Dataset excerpts>
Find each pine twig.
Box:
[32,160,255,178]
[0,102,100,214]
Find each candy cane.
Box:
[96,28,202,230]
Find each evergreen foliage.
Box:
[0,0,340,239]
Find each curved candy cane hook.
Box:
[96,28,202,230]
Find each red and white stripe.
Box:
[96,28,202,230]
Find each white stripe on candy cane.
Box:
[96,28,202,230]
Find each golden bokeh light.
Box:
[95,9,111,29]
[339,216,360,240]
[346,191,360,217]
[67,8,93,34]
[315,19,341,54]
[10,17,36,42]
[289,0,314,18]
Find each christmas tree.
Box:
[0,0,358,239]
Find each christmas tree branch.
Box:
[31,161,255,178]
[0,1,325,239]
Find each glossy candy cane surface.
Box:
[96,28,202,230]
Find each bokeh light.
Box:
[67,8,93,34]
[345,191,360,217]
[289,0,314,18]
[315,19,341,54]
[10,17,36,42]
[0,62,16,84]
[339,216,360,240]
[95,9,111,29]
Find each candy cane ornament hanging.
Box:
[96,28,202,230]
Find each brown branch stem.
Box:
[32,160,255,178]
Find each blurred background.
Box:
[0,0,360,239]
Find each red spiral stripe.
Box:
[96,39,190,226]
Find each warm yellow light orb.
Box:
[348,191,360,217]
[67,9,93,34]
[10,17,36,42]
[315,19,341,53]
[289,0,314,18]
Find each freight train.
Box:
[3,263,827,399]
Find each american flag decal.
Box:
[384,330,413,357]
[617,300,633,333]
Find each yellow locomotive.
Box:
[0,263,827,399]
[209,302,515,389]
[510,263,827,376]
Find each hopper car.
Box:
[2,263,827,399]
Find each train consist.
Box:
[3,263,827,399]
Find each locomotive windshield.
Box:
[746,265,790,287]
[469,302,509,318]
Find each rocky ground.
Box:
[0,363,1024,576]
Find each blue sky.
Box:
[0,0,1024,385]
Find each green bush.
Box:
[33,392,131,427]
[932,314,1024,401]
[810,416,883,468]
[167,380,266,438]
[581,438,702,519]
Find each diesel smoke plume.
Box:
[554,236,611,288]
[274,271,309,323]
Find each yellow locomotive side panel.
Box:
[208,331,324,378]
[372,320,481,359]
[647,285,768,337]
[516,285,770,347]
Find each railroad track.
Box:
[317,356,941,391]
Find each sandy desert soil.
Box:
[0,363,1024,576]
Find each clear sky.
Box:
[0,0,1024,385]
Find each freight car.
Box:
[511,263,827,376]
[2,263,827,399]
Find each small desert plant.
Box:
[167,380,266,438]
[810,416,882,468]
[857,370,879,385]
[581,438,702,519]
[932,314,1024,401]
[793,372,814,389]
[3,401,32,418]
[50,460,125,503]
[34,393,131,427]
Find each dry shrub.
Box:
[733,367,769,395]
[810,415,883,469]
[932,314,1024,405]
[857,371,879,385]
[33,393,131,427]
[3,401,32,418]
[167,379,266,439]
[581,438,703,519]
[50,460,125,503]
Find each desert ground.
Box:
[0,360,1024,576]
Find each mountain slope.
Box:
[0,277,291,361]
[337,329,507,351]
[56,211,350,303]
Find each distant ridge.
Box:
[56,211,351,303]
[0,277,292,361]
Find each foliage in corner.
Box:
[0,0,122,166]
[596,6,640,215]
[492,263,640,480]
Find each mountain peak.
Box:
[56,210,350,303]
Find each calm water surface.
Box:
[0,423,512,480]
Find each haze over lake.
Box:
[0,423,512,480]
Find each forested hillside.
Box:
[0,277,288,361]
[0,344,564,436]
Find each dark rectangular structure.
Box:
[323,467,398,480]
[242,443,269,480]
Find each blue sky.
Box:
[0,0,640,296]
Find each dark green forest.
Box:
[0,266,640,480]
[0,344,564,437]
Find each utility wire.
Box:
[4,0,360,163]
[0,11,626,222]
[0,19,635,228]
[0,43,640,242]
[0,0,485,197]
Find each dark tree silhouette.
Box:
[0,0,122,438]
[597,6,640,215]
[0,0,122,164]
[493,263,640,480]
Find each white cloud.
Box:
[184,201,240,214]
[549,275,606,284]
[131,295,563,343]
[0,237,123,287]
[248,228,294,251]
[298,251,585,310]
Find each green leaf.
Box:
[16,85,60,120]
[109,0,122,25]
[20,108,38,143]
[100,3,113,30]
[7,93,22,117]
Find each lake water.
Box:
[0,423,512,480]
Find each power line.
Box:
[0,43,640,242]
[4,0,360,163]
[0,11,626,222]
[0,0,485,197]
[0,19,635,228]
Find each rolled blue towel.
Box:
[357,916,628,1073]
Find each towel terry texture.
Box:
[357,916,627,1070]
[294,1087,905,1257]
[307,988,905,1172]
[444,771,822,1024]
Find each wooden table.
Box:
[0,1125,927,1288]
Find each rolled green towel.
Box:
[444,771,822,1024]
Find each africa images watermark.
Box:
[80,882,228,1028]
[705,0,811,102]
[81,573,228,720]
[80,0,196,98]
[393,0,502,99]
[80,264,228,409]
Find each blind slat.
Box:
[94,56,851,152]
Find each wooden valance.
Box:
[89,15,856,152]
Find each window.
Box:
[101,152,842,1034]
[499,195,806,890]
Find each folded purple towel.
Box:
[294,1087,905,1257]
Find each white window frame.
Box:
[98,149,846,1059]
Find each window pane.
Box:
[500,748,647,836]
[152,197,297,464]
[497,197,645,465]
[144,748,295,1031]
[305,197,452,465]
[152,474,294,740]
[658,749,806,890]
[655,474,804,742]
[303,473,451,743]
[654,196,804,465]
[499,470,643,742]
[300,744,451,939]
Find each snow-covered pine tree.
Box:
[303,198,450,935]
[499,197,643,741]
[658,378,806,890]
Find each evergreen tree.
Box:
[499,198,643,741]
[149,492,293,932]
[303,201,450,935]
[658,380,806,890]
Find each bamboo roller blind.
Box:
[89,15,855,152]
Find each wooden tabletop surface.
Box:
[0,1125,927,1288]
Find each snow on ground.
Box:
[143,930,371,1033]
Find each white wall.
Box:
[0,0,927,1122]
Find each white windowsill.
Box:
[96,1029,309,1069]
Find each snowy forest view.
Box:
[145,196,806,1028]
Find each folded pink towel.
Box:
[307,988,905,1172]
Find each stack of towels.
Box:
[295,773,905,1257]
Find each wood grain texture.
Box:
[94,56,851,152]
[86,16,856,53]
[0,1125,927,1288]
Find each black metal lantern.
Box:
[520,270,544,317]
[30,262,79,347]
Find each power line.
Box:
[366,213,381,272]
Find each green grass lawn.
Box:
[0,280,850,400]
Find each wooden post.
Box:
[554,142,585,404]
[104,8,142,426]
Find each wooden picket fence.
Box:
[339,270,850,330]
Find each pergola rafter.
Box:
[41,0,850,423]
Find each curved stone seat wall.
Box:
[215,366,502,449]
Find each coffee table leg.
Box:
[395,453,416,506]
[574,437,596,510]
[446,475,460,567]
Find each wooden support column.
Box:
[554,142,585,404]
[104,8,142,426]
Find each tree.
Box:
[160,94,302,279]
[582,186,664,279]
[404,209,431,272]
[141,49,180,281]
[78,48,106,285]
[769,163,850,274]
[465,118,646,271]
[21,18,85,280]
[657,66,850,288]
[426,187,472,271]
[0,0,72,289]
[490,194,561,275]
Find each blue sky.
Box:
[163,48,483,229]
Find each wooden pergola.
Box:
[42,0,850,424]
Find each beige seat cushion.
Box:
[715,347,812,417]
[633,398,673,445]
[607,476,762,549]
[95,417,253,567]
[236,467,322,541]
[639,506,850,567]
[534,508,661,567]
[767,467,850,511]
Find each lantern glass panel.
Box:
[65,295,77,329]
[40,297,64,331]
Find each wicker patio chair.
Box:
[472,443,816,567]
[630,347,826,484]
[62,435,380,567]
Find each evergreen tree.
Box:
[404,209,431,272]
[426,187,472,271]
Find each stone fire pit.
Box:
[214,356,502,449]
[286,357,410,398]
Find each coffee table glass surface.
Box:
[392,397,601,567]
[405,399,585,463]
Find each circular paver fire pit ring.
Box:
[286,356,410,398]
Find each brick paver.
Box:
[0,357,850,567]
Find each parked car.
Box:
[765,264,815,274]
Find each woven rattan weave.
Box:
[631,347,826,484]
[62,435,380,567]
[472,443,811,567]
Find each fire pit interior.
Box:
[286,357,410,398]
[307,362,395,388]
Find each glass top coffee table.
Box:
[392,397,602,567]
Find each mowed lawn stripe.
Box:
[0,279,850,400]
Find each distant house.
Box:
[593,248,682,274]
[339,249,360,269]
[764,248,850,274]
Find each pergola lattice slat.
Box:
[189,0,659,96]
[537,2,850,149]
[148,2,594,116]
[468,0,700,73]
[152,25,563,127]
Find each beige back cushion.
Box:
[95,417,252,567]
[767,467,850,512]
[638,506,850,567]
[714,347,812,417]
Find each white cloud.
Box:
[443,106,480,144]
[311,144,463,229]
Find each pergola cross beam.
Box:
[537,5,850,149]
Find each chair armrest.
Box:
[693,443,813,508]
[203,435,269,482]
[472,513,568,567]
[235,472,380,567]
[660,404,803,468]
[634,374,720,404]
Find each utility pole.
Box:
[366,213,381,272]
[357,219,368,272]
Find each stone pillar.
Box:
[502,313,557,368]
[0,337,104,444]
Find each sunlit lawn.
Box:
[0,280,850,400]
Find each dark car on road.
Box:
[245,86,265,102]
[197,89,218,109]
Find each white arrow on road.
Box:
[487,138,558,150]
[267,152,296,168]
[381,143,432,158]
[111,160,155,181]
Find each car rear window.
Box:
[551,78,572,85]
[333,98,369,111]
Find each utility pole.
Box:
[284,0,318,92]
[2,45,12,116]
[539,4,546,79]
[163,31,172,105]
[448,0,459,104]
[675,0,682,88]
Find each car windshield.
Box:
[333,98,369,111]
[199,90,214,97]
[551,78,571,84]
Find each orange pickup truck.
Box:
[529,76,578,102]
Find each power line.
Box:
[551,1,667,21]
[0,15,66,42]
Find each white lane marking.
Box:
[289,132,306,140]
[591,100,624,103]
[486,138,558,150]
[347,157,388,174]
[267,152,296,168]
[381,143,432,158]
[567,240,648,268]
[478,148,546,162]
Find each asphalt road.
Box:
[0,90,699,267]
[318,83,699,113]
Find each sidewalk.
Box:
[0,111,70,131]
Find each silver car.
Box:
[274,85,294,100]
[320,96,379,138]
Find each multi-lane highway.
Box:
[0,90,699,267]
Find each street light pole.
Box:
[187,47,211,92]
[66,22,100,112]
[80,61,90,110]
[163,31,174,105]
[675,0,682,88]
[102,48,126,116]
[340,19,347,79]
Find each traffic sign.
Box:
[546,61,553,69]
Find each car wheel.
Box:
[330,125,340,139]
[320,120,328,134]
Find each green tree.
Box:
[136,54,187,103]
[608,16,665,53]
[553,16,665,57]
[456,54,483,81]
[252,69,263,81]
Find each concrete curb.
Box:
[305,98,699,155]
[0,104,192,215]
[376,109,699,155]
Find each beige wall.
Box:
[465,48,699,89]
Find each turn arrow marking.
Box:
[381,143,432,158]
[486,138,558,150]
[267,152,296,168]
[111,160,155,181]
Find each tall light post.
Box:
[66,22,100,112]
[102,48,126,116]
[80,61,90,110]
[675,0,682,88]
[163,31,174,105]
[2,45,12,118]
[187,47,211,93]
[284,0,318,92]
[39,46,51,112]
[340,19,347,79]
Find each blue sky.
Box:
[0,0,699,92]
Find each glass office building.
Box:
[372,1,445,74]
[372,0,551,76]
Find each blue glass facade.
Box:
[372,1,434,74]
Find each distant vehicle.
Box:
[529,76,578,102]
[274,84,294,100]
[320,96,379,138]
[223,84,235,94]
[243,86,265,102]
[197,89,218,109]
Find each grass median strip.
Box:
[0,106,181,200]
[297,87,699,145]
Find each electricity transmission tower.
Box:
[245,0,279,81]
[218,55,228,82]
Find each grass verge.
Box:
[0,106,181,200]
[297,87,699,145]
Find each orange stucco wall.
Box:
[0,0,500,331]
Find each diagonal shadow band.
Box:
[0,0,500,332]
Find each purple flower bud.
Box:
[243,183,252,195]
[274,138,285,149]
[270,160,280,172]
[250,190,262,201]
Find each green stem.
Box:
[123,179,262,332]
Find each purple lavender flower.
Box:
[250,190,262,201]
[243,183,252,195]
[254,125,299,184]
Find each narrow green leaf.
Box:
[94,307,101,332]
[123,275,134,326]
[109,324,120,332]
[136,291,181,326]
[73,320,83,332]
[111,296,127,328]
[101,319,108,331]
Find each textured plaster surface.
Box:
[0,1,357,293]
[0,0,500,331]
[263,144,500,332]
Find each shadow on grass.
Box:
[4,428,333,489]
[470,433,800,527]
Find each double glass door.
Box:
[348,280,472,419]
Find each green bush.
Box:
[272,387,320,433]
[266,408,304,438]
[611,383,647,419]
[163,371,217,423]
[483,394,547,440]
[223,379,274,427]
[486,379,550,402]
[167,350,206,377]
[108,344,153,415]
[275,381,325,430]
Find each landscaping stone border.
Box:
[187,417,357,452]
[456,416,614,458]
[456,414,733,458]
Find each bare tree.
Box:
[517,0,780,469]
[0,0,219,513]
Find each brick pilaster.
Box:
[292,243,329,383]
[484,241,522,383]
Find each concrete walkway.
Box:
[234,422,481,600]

Task instructions>
Please format the records from the line with "Find each freight car." to the line with "[0,344,564,437]" as a two-column CSV with the headers text and reply. Give one row per record, with each value in a single quoted field and its line breaks replaced by spaces.

Task output>
text,reply
"Find each freight car. Box:","[511,263,827,376] [2,263,827,399]"
"Find each small desert plant. Box:","[167,380,266,438] [810,416,882,468] [857,370,879,385] [581,438,702,519] [932,314,1024,401] [793,372,814,389] [3,401,32,418] [50,460,125,503] [34,393,131,427]"
"Find each dry shrub. Box:","[733,367,769,395] [810,415,883,469] [932,314,1024,405] [857,371,879,385] [33,393,131,427] [3,401,32,418] [167,379,266,439] [581,438,703,519] [50,460,125,503]"
"Find each desert ground. Box:","[0,360,1024,576]"
"Find each mountain slope. Box:","[0,277,291,361] [337,329,507,351] [56,211,350,303]"
"Find each distant ridge. Box:","[56,211,351,303] [0,277,292,361]"
"Find each foliage in corner. Box:","[0,0,122,166] [596,6,640,215] [492,263,640,480]"
"Find each mountain peak. Box:","[56,210,350,303]"
"Find each calm water surface. Box:","[0,423,512,480]"
"Find each haze over lake. Box:","[0,423,512,480]"
"Find each forested hillside. Box:","[0,277,288,361] [0,344,564,436]"
"Find each dark rectangular structure. Box:","[323,467,398,480] [242,443,269,480]"
"Find each blue sky. Box:","[0,0,640,296]"
"Find each dark green forest. Box:","[0,266,640,480] [0,344,564,437]"